>> Begin

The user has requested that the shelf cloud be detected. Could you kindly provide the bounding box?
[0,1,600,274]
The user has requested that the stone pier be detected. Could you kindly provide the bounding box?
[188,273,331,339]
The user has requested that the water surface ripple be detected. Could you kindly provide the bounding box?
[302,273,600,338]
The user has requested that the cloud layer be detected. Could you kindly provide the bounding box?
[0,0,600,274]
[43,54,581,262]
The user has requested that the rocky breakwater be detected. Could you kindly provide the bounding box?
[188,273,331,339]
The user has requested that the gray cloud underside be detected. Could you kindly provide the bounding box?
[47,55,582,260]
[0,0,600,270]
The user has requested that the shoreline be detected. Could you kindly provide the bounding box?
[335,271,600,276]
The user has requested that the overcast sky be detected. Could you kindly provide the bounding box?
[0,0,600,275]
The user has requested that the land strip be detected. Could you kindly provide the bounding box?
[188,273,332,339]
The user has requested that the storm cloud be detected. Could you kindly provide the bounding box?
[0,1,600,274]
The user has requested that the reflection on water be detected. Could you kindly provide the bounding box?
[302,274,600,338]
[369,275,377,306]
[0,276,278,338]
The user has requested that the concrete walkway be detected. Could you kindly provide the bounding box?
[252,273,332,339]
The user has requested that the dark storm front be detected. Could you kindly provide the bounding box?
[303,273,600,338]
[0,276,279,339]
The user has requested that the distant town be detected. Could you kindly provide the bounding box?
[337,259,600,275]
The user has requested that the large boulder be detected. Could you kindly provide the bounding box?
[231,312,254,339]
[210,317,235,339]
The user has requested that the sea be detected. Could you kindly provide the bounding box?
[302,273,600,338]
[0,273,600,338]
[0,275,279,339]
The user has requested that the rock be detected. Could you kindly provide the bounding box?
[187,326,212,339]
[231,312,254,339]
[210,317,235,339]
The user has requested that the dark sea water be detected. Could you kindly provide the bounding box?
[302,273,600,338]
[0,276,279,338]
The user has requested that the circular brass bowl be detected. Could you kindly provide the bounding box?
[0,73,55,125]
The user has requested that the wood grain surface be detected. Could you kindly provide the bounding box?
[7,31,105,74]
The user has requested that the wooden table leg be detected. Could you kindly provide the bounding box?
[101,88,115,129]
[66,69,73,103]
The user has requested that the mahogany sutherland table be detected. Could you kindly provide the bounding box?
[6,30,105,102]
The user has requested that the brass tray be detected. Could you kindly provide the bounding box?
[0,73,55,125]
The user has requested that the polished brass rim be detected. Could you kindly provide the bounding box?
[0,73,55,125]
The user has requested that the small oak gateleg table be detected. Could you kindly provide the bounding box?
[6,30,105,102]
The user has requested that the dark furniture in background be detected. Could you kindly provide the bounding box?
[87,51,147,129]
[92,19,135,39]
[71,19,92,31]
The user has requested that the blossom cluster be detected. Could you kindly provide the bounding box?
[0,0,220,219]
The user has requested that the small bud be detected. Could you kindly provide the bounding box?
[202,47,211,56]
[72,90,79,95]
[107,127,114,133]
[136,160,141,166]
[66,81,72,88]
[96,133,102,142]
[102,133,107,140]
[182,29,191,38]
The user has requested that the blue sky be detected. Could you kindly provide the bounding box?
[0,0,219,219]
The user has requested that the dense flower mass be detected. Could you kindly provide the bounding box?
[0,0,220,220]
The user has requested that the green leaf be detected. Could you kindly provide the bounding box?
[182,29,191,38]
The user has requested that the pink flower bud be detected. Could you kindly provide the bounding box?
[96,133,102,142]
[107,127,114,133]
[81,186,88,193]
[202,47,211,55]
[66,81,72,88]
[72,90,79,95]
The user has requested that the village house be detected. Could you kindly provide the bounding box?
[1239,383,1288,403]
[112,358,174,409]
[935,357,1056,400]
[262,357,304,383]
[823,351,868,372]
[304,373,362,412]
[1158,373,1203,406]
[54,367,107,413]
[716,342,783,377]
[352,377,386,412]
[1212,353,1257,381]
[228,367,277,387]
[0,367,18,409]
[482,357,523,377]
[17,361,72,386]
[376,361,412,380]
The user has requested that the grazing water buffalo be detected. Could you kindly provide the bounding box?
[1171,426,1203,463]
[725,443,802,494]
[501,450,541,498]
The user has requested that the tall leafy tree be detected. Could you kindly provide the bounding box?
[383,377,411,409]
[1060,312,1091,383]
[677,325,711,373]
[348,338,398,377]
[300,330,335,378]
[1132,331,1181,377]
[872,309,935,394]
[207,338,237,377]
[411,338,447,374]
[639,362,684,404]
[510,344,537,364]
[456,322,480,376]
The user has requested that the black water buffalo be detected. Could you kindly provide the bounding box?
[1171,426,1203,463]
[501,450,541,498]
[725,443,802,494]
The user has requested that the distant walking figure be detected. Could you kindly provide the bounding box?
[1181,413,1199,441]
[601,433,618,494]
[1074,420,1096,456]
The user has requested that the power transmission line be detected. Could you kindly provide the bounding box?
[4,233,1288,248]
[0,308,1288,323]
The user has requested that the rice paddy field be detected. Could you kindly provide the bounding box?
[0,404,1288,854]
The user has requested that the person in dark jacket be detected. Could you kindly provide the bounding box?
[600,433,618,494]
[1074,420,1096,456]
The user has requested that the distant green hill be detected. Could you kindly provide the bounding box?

>> End

What is required:
Update all of the lines above by changing every "bounding box" to "box coordinates". Leave everything else in them as it is.

Task response:
The user has requested that the shelf cloud be detected. Could you kindly provide the box coordinates?
[0,1,600,274]
The user has requested that the stone pier be detected. Could you kindly provide the box coordinates?
[188,273,331,339]
The user has requested that the water surface ripple be detected. Could you kindly provide the box coordinates?
[302,273,600,338]
The user has requested that the cloud layer be detected. Could you kindly provide the box coordinates?
[0,0,600,274]
[43,54,581,262]
The user has requested that the rocky breakwater be detected. Could you kindly provide the box coordinates?
[188,273,331,339]
The user has requested that the gray cloud underside be detected. Could you kindly provide the box coordinates?
[47,55,582,260]
[0,0,600,270]
The user has requested that the shoreline be detected. Could you kindly provide the box coordinates?
[335,271,600,276]
The user has requested that the overcast sky be detected. Could you kindly provide the box coordinates?
[0,0,600,275]
The user has requested that the land strip be detected. Could you kindly provide the box coordinates?
[188,273,332,339]
The user has requested that the storm cloud be detected. Could you kindly provide the box coordinates?
[0,1,600,274]
The user has requested that the reflection on water be detected. Could you kindly provide the box coordinates?
[302,274,600,338]
[369,275,377,306]
[0,276,278,338]
The user has requested that the concrete walkway be detected. Could you kindly provide the box coordinates?
[252,273,332,339]
The user has requested that the dark storm front be detected. Could you kindly provide the box coordinates?
[303,273,600,338]
[0,276,279,339]
The user has requested that the distant town be detected. Could you kindly provide the box coordinates?
[337,259,600,275]
The user has requested that the large boulder be detected. Could you kindly provide the box coordinates?
[231,312,254,339]
[210,317,235,339]
The user has requested that the sea be detected. Could you kindly provide the box coordinates?
[302,273,600,338]
[0,273,600,338]
[0,275,279,339]
The user has requested that the rock be detected. Could you kindly provide the box coordinates?
[187,326,212,339]
[231,312,254,339]
[210,317,235,339]
The user has requested that the dark sea water be detected. Could you kindly provide the box coordinates?
[302,273,600,338]
[0,276,279,338]
The user has requested that the circular brass bowl be detected. Could you kindly provide the box coordinates?
[0,73,55,125]
The user has requested that the wood grain surface be detected. Could you kindly provide the box coordinates?
[7,31,105,74]
The user has requested that the wooden table leg be detected. Could you kindly provide the box coordinates?
[101,88,115,129]
[66,69,73,103]
The user has requested that the mahogany sutherland table be detected. Could you kindly provide the box coordinates?
[6,30,105,102]
The user has requested that the brass tray be detected. Could you kindly provide the box coordinates?
[0,73,55,125]
The user has requested that the polished brass rim be detected. Could you kindly provide the box coordinates?
[0,73,55,125]
The user has requested that the small oak gateleg table be detected. Could you kindly provide the box coordinates?
[6,30,105,102]
The user has requested that the dark furniture in background be detected. Could you kindly provide the box coordinates?
[87,51,147,129]
[92,19,135,39]
[71,19,92,31]
The user has requested that the blossom cluster be detected. Could you kindly provide the box coordinates?
[0,0,220,219]
The user has requested that the small bud be detected. Could you kindly provide the box coordinates?
[202,47,211,56]
[72,90,79,95]
[107,127,114,133]
[136,160,141,166]
[66,81,72,88]
[96,133,102,142]
[102,133,107,140]
[182,29,191,38]
The user has requested that the blue sky be detected. Could you kindly provide the box coordinates?
[0,0,219,219]
The user has requested that the dense flower mass be detected. Could you kindly provide the box coordinates?
[0,0,220,220]
The user has requested that the green leaf be detected. Could you kindly provide the box coordinates?
[182,29,191,38]
The user has requested that the pink flower bud be detected. Could you kindly provide the box coordinates?
[96,133,102,142]
[107,127,114,133]
[81,186,88,193]
[202,47,211,55]
[66,81,72,88]
[72,90,79,95]
The user has requested that the village house be detected. Could you kindly provide the box coordinates?
[1239,383,1288,403]
[112,358,174,409]
[935,357,1056,400]
[262,357,304,383]
[823,351,868,372]
[304,373,362,412]
[1158,373,1203,406]
[54,367,107,413]
[716,342,783,377]
[352,377,386,412]
[1212,353,1257,381]
[228,367,277,387]
[0,367,18,409]
[482,357,523,377]
[17,361,72,386]
[376,361,412,380]
The user has requested that the grazing water buffalo be detected. Could you kindly provide the box coordinates?
[1171,426,1203,463]
[725,443,802,494]
[501,450,541,498]
The user has requested that the tall leafy tree be detected. Could you kindly provide the box coordinates?
[383,377,411,409]
[1060,312,1091,383]
[677,325,711,373]
[348,338,398,377]
[300,330,335,378]
[1132,331,1181,377]
[872,309,935,394]
[207,338,237,377]
[411,338,447,374]
[639,362,684,404]
[510,344,537,364]
[456,322,480,376]
The user has requested that the black water buffalo be detected. Could you kindly provide the box coordinates?
[1171,426,1203,463]
[501,450,541,498]
[725,443,802,494]
The user has requested that the distant walking figure be detected. Could you kindly provide the box coordinates?
[1181,413,1199,441]
[601,433,618,494]
[1074,420,1096,456]
The user has requested that the power transmission line be detected. Could you kindly provide the box coordinates?
[4,233,1288,248]
[0,308,1288,323]
The user has requested that the rice paddy field be detected. Could you kindly provide the box coordinates?
[0,404,1288,854]
The user has requested that the person in dark jacket be detected. Could you kindly provide the box coordinates?
[600,433,618,494]
[1074,420,1096,456]
The user has requested that the distant green hill be detected. Could you kindly provide the box coordinates?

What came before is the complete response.